_Objective:_ Copy these lines word for word, everything from the line containing "Please find white sheep" down to the line containing "[0,123,600,797]", both ends included.

— start of Records provided —

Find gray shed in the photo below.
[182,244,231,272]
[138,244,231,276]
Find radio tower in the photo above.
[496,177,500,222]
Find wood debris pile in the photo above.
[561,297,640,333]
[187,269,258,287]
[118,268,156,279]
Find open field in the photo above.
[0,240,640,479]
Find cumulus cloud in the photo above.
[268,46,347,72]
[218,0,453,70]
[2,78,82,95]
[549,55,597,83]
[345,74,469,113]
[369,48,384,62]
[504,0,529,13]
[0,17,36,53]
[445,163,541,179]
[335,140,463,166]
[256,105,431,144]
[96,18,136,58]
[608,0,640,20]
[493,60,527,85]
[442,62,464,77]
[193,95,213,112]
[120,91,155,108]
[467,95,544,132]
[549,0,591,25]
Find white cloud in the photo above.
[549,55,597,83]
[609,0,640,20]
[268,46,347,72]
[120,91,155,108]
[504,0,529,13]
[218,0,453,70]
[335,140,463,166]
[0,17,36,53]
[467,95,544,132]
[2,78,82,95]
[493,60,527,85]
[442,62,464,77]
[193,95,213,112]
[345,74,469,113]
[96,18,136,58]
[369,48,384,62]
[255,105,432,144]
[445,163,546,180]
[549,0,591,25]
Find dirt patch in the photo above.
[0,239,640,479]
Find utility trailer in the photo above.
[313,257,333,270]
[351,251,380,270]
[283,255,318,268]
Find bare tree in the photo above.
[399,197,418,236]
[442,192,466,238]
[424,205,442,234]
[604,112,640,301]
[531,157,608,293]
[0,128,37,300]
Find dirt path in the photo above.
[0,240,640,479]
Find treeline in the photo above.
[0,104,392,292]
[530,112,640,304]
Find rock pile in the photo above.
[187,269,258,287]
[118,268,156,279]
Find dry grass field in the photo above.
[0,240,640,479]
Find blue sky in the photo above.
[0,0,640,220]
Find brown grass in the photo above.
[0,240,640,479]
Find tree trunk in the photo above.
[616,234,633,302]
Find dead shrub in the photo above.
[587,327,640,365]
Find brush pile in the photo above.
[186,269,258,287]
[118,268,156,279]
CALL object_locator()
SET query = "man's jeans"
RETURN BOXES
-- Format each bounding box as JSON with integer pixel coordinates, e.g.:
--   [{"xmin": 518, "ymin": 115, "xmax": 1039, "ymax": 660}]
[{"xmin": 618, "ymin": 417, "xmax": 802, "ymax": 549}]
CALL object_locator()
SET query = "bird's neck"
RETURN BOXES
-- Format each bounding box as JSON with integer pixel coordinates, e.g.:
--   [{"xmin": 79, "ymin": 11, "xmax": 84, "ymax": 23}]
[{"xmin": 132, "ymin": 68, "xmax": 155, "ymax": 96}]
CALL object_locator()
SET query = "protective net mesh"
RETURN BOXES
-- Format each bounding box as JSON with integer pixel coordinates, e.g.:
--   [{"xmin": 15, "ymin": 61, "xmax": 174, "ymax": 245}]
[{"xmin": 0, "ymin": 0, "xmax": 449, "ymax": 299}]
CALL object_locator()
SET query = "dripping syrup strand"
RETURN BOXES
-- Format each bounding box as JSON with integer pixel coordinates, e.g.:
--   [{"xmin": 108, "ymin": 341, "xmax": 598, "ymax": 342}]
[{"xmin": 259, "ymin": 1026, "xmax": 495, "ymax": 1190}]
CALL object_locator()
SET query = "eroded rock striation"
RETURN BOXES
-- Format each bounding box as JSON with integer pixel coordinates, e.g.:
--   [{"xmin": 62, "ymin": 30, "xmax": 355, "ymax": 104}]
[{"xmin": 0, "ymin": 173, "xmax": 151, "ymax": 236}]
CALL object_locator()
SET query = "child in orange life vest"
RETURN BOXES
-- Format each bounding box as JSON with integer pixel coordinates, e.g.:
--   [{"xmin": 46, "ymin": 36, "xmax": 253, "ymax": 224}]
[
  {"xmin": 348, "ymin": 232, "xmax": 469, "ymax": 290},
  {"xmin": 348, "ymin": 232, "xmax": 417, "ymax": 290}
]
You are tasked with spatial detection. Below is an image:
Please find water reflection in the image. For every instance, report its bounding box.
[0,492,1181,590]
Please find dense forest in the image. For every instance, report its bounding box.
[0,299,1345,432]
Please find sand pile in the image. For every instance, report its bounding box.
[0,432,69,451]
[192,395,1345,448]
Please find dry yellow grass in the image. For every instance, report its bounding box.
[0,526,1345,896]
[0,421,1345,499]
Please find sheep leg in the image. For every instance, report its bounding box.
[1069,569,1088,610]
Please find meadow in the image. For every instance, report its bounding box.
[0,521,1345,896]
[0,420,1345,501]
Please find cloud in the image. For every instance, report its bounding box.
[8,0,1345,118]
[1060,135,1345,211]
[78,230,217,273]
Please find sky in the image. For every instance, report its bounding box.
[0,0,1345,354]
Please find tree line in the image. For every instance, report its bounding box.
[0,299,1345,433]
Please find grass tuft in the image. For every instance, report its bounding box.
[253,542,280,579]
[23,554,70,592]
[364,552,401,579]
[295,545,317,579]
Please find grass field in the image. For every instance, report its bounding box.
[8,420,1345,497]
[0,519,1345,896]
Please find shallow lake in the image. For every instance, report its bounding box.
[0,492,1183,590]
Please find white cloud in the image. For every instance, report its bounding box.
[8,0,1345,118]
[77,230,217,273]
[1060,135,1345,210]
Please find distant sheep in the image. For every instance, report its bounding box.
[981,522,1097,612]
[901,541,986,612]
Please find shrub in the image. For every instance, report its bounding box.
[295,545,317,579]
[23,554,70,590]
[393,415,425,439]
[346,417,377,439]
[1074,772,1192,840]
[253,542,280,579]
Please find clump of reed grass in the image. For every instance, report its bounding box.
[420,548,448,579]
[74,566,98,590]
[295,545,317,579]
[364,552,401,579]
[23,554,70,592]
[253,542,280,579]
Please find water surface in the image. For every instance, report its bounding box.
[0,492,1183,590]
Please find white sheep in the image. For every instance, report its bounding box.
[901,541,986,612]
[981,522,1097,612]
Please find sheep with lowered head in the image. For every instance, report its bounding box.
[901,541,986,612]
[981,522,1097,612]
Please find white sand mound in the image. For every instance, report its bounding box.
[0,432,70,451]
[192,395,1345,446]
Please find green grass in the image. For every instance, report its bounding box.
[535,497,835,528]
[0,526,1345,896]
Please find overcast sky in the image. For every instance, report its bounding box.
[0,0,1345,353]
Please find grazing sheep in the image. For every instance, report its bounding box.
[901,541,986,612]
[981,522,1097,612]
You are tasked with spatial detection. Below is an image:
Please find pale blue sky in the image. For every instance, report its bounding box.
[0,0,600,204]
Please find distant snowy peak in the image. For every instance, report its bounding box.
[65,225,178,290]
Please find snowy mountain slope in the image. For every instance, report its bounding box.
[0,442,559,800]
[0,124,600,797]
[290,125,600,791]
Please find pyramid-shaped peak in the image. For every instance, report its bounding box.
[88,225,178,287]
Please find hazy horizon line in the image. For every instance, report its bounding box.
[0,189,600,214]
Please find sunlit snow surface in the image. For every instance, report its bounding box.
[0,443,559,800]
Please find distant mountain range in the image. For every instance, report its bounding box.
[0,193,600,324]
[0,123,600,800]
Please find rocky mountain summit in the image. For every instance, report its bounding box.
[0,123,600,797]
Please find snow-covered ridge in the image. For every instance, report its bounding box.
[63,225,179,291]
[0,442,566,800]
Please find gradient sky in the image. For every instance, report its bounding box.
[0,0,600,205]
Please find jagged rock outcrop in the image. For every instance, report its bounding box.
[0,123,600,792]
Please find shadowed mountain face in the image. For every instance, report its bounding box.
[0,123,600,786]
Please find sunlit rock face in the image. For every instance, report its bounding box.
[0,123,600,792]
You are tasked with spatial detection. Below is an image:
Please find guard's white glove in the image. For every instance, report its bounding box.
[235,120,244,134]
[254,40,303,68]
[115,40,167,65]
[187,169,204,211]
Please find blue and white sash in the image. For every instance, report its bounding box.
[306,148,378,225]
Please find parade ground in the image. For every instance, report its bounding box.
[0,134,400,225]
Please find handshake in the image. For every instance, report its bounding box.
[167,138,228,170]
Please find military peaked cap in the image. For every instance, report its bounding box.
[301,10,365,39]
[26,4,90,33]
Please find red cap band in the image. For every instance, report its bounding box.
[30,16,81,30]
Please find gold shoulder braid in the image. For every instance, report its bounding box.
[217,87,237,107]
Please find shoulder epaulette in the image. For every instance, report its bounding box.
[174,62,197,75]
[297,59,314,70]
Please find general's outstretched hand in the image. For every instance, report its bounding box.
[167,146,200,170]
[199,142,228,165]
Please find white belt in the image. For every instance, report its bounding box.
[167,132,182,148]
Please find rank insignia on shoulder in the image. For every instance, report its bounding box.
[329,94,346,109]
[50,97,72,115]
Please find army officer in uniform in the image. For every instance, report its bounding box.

— end of Records provided —

_Answer for the task:_
Please find white sheep in the image. For every instance, report its bounding box.
[901,541,986,612]
[981,522,1097,612]
Please find sheep with lowered head in the image. For every instance, report its bounding box.
[901,541,986,612]
[981,522,1097,612]
Please find white sand mound in the image. For every instance, report its bounding box.
[0,432,70,451]
[192,395,1345,446]
Please find green grass in the image. For every instance, report its bounding box.
[535,497,835,528]
[0,526,1345,896]
Please find overcast sky in the image. For every instance, report its bounding box.
[0,0,1345,353]
Please find grazing sheep in the image. For every instance, report its bounding box.
[901,541,986,612]
[981,522,1097,612]
You are tasked with spatial detection. Below is an image:
Please find pale blue sky in the image. For every instance, report its bounding box.
[0,0,600,204]
Please find distant snowy peak in the image. For every instance, report its bounding box.
[65,225,178,290]
Please find snowy mountain slope in the image. For every instance, report its bounding box.
[0,442,559,800]
[0,124,600,797]
[290,125,600,791]
Please find pyramid-shaped peak in the image. For every instance, report its bounding box.
[88,225,178,287]
Please find hazy horizon line in the image. For every instance, report its bounding box.
[0,189,600,214]
Please find sunlit snow surface in the image. For every instance, report its bounding box.
[0,443,559,800]
Please find distant mountain range in the image. For every instance, report its bounding box.
[0,193,600,324]
[0,123,600,800]
Please find rocky mountain summit in the image. For every instance, report its bounding box.
[0,123,600,797]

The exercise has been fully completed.